(Dataset records about object locations)
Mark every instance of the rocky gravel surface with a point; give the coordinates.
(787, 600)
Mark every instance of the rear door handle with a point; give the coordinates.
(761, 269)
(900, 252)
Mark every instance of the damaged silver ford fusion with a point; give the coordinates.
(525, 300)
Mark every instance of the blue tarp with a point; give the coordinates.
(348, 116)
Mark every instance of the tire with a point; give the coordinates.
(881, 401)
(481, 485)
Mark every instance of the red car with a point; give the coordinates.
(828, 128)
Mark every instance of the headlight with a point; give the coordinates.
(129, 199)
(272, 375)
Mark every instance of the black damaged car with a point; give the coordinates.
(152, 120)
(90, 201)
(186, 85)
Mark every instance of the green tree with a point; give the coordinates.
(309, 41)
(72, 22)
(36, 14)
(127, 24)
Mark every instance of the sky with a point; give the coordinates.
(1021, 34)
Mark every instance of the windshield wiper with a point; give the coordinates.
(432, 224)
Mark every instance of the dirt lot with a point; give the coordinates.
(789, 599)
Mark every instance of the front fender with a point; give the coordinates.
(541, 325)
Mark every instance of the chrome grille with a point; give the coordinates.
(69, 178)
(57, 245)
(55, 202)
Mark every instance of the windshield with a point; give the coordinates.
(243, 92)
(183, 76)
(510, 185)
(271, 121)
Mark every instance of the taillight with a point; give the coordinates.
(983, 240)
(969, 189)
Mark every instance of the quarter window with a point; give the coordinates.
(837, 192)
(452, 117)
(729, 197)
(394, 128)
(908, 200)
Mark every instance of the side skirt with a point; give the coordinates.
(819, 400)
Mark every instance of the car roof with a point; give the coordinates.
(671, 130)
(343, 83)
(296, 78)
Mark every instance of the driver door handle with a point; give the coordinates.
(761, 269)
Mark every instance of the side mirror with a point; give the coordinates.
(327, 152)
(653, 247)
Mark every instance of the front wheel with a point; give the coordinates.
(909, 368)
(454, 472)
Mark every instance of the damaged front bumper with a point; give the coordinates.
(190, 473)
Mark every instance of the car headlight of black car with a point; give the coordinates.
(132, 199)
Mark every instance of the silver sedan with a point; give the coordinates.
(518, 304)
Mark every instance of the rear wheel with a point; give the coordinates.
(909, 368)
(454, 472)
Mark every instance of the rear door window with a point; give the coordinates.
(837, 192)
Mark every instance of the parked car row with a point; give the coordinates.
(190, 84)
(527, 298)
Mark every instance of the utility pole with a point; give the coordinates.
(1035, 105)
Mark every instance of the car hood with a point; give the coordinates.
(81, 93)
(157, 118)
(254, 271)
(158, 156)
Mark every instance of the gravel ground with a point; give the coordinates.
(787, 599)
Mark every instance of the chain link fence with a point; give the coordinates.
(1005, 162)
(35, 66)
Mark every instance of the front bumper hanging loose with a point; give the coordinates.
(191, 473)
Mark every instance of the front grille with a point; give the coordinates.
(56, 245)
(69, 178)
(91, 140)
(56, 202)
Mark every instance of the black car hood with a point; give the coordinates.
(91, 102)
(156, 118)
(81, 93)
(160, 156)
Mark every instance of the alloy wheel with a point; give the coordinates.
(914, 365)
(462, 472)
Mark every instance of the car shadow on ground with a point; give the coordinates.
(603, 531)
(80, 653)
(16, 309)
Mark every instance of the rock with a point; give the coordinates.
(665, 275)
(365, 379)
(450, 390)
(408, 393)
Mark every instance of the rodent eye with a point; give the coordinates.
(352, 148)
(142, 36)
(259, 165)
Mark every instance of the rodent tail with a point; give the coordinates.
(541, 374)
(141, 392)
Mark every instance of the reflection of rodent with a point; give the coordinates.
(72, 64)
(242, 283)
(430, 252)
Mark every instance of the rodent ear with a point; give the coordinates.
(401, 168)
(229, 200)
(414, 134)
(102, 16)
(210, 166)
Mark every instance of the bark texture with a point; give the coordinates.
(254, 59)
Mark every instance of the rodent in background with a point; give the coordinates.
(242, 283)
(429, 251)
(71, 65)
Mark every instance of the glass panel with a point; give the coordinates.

* **SET EXERCISE**: Copy out every entry again, exactly as it was given.

* **WRITTEN ANSWER**:
Mark every instance of the rocky gravel surface with a point; give the coordinates.
(787, 600)
Mark every instance of the rear door handle with a point; give the coordinates.
(761, 269)
(900, 252)
Mark every instance of the damaged silver ford fusion with a point; give the coordinates.
(525, 300)
Mark every instance of the blue tarp with a point; give the coordinates.
(348, 116)
Mark every instance of the tire with a point; give the coordinates.
(881, 401)
(481, 485)
Mark every instance of the red car with a point; give the coordinates.
(828, 128)
Mark every instance of the headlight with a point; give the coordinates.
(129, 199)
(272, 375)
Mark every instance of the black damaged car with a point; give the coordinates.
(152, 120)
(90, 201)
(186, 85)
Mark every instance of the green tree with a point; give the coordinates.
(309, 41)
(72, 22)
(36, 14)
(127, 24)
Mark every instance of the sky with a point; give the coordinates.
(1021, 34)
Mark every instance of the windshield wiper with a point; give the coordinates.
(432, 224)
Mark every instance of the dirt lot with a point; give the coordinates.
(789, 599)
Mark every instance of the front fender with a point; give the coordinates.
(541, 325)
Mark every instance of the chrome grille with a point; give the coordinates.
(69, 178)
(57, 245)
(55, 202)
Mark every instance of the windshield with a point; give the coordinates.
(243, 92)
(183, 76)
(510, 185)
(271, 121)
Mark every instance of the taillight with a point; give the coordinates.
(983, 240)
(969, 189)
Mark every instance of the quarter window with a point; give the coordinates.
(837, 192)
(452, 117)
(729, 197)
(394, 128)
(908, 200)
Mark every instance of the side skirt with a point; give the coordinates.
(819, 400)
Mark every instance of the car roof with a point; give the coordinates.
(671, 130)
(343, 83)
(296, 78)
Mark every instance of the driver door handle with a point; give the coordinates.
(761, 269)
Mark every instance of the side mirror with a point; give the coordinates.
(327, 152)
(653, 247)
Mark every instance of the front wheel with a point; give the coordinates.
(909, 368)
(454, 472)
Mark every instance of the damaged front bumper with a point; give the coordinates.
(190, 473)
Mark every instance of the car headlight of black car with a point; give the coordinates.
(132, 199)
Mark every instance of the silver sedan with a point; give the coordinates.
(518, 304)
Mark every instance of the rear wheel with a point; give the coordinates.
(909, 368)
(454, 472)
Mark every instance of the rear door window with a point; give the coordinates.
(837, 192)
Mark every instance of the parked car row with a point; give the coordinates.
(190, 84)
(527, 298)
Mark every instance of the utility pole with a point; give the coordinates.
(1035, 105)
Mark every instance of the car hood with a point; give the coordinates.
(81, 93)
(157, 118)
(254, 271)
(158, 156)
Mark every instance of the gravel ground with a point; give the coordinates.
(787, 599)
Mark every instance of the chain link fence with a point; give the coordinates.
(1005, 162)
(35, 66)
Mark every instance of the front bumper hanging loose with a point; give the coordinates.
(191, 473)
Mark every instance of the front grille with a point; give the coordinates.
(56, 245)
(69, 178)
(91, 140)
(56, 202)
Mark every instance of the black car hood with a point; give the coordinates.
(91, 102)
(156, 118)
(81, 93)
(160, 156)
Mark every instance of the alloy wheel with a point; give the coordinates.
(914, 365)
(462, 472)
Mark every instance of the car shadow on ground with a point; give the coordinates.
(603, 531)
(80, 653)
(16, 309)
Mark every instance of the rock with a point; give the coordinates.
(665, 275)
(365, 379)
(450, 390)
(408, 393)
Mark every instance of the rodent eye with a point; give the coordinates.
(352, 148)
(142, 36)
(259, 165)
Mark every instance of the rodent tail with a point; give the coordinates.
(541, 374)
(141, 392)
Mark every instance of the reflection of rodent with a point; give the coordinates.
(72, 64)
(242, 283)
(430, 252)
Mark every instance of the rodent ear with a point; give the coordinates.
(401, 168)
(229, 200)
(414, 134)
(102, 16)
(210, 166)
Mark every instance of the bark texture with a point; give the coordinates.
(254, 59)
Mark every instance of the rodent in background with a point; give the coordinates.
(242, 283)
(429, 251)
(71, 65)
Mark every instance of the glass panel with a point; give the coordinates.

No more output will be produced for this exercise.